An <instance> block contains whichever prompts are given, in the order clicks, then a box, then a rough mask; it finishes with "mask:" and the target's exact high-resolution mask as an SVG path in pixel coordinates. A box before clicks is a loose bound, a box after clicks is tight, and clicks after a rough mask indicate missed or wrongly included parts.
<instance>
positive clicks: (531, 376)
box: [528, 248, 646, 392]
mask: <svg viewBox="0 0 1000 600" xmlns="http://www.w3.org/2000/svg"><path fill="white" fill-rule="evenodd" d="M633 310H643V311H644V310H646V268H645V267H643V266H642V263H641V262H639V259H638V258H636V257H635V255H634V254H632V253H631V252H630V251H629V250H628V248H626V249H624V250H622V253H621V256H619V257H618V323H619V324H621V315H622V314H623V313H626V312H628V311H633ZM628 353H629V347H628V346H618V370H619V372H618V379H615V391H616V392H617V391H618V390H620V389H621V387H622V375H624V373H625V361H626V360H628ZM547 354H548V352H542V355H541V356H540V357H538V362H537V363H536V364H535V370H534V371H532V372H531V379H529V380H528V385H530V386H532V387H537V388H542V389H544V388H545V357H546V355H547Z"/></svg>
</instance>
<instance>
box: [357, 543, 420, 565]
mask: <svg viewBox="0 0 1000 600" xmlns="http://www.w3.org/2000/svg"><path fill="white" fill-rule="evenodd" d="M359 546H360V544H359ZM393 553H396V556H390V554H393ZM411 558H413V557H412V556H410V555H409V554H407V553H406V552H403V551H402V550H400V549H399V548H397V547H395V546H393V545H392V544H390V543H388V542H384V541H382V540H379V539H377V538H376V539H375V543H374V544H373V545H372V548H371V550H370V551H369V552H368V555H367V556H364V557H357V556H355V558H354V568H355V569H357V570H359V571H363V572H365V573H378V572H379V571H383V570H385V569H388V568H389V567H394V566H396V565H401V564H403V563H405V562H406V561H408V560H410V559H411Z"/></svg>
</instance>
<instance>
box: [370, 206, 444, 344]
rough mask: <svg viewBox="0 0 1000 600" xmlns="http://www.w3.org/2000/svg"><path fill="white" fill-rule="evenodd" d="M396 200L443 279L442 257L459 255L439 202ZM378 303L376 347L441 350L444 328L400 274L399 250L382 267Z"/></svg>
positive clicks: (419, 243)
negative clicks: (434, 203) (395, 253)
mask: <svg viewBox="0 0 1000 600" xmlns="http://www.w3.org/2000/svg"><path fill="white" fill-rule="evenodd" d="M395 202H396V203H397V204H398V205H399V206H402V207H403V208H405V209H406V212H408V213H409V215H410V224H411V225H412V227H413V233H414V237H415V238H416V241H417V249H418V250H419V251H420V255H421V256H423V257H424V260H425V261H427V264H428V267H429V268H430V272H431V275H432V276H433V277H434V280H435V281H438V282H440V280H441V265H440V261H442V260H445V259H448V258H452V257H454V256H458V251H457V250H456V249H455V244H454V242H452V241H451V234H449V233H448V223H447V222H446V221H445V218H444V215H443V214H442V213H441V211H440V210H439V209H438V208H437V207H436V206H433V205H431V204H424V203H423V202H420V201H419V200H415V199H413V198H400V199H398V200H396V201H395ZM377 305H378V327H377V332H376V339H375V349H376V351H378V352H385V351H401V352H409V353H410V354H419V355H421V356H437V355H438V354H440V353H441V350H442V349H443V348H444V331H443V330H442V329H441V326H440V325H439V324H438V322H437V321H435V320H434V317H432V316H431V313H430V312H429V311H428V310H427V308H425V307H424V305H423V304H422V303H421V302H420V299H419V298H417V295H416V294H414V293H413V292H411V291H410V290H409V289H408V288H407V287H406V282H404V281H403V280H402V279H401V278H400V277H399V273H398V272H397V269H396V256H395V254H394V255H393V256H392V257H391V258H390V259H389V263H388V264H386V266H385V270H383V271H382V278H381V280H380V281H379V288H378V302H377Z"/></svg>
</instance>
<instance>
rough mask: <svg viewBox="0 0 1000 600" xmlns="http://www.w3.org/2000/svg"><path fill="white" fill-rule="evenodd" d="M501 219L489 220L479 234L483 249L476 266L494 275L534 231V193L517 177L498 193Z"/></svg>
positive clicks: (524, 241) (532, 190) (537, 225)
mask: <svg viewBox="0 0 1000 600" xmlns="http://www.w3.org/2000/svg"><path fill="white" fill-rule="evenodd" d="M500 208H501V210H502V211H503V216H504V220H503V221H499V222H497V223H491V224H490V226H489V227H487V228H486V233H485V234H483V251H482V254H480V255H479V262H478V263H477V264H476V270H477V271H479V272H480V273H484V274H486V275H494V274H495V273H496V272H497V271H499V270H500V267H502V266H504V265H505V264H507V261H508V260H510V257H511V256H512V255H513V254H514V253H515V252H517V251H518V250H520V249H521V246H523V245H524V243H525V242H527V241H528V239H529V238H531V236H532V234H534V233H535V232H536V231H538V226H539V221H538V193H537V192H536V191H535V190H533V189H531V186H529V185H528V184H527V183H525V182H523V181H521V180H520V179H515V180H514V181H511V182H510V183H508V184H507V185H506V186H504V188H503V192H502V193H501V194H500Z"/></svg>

* _Try it_: Output a faithful copy of every entry, keeping each line as written.

* _The answer_:
An <instance> block contains whichever prompts are given, in the order clicks, then a box, then a rough mask; it finishes with "mask:" and the target's exact high-resolution mask as an SVG path in pixel coordinates. A box before clicks is a loose bound, a box after clicks is tight, and clicks after a rough mask indicate missed or wrongly included parts.
<instance>
positive clicks: (531, 376)
box: [528, 248, 646, 392]
mask: <svg viewBox="0 0 1000 600" xmlns="http://www.w3.org/2000/svg"><path fill="white" fill-rule="evenodd" d="M633 310H643V311H644V310H646V268H645V267H643V266H642V263H641V262H639V259H638V258H636V257H635V255H634V254H632V253H631V252H630V251H629V250H628V248H626V249H624V250H622V253H621V256H619V257H618V323H619V324H621V315H622V314H623V313H626V312H628V311H633ZM628 353H629V347H628V346H618V370H619V372H618V379H615V391H616V392H617V391H618V390H620V389H621V387H622V375H624V373H625V361H626V360H628ZM547 354H548V352H542V355H541V356H540V357H538V362H537V363H536V364H535V370H534V371H532V372H531V379H529V380H528V385H530V386H532V387H537V388H542V389H544V388H545V357H546V355H547Z"/></svg>
</instance>
<instance>
box: [357, 543, 420, 565]
mask: <svg viewBox="0 0 1000 600" xmlns="http://www.w3.org/2000/svg"><path fill="white" fill-rule="evenodd" d="M359 546H360V544H359ZM393 553H396V556H390V554H393ZM411 558H413V557H412V556H410V555H409V554H407V553H406V552H403V551H402V550H400V549H399V548H397V547H395V546H393V545H392V544H390V543H388V542H384V541H382V540H379V539H377V538H376V539H375V543H374V544H373V545H372V548H371V550H370V551H369V552H368V555H367V556H364V557H357V556H355V558H354V568H355V569H357V570H359V571H363V572H365V573H378V572H379V571H383V570H385V569H388V568H389V567H394V566H396V565H401V564H403V563H405V562H406V561H408V560H410V559H411Z"/></svg>
</instance>
<instance>
box: [370, 206, 444, 344]
rough mask: <svg viewBox="0 0 1000 600" xmlns="http://www.w3.org/2000/svg"><path fill="white" fill-rule="evenodd" d="M396 200L443 279L442 257L459 255L439 202ZM378 303L376 347L441 350L444 328L400 274L399 250L382 267Z"/></svg>
positive clicks: (419, 243)
negative clicks: (434, 203) (395, 253)
mask: <svg viewBox="0 0 1000 600" xmlns="http://www.w3.org/2000/svg"><path fill="white" fill-rule="evenodd" d="M395 202H396V203H397V204H398V205H399V206H402V207H403V208H405V209H406V212H408V213H409V215H410V224H411V225H412V227H413V233H414V237H415V238H416V241H417V249H418V250H419V251H420V255H421V256H423V257H424V260H425V261H427V264H428V267H429V268H430V272H431V275H432V276H433V277H434V280H435V281H438V282H440V280H441V265H440V261H442V260H445V259H448V258H452V257H454V256H458V251H457V250H456V249H455V244H454V242H452V241H451V234H449V233H448V223H447V222H446V221H445V218H444V215H443V214H442V213H441V211H440V210H439V209H438V208H437V207H436V206H433V205H431V204H424V203H423V202H420V201H419V200H415V199H413V198H400V199H398V200H396V201H395ZM377 305H378V327H377V332H376V339H375V349H376V351H378V352H385V351H401V352H409V353H410V354H419V355H421V356H437V355H438V354H440V353H441V350H442V349H443V348H444V331H443V330H442V329H441V326H440V325H439V324H438V322H437V321H435V320H434V317H432V316H431V313H430V312H429V311H428V310H427V308H425V307H424V305H423V304H422V303H421V302H420V299H419V298H417V295H416V294H414V293H413V292H411V291H410V290H409V289H408V288H407V287H406V282H404V281H403V280H402V279H401V278H400V277H399V273H398V272H397V269H396V256H395V254H394V255H393V256H392V257H391V258H390V259H389V263H388V264H386V266H385V270H383V271H382V278H381V280H380V281H379V288H378V302H377Z"/></svg>
</instance>
<instance>
rough mask: <svg viewBox="0 0 1000 600" xmlns="http://www.w3.org/2000/svg"><path fill="white" fill-rule="evenodd" d="M501 219L489 220L479 234L483 249L476 266L494 275L534 231V193L517 177L498 193Z"/></svg>
positive clicks: (524, 241) (532, 190) (537, 225)
mask: <svg viewBox="0 0 1000 600" xmlns="http://www.w3.org/2000/svg"><path fill="white" fill-rule="evenodd" d="M500 208H501V210H502V211H503V216H504V220H503V221H499V222H497V223H491V224H490V226H489V227H487V228H486V233H485V234H483V251H482V254H480V255H479V262H478V263H477V264H476V270H477V271H479V272H480V273H484V274H486V275H494V274H495V273H496V272H497V271H499V270H500V267H502V266H504V265H505V264H507V261H508V260H510V257H511V256H512V255H513V254H514V253H515V252H517V251H518V250H520V249H521V246H523V245H524V243H525V242H527V241H528V239H529V238H531V236H532V234H534V233H535V232H536V231H538V226H539V221H538V193H537V192H536V191H535V190H533V189H531V186H529V185H528V184H527V183H525V182H523V181H521V180H520V179H515V180H514V181H511V182H510V183H508V184H507V185H506V186H504V188H503V192H502V193H501V194H500Z"/></svg>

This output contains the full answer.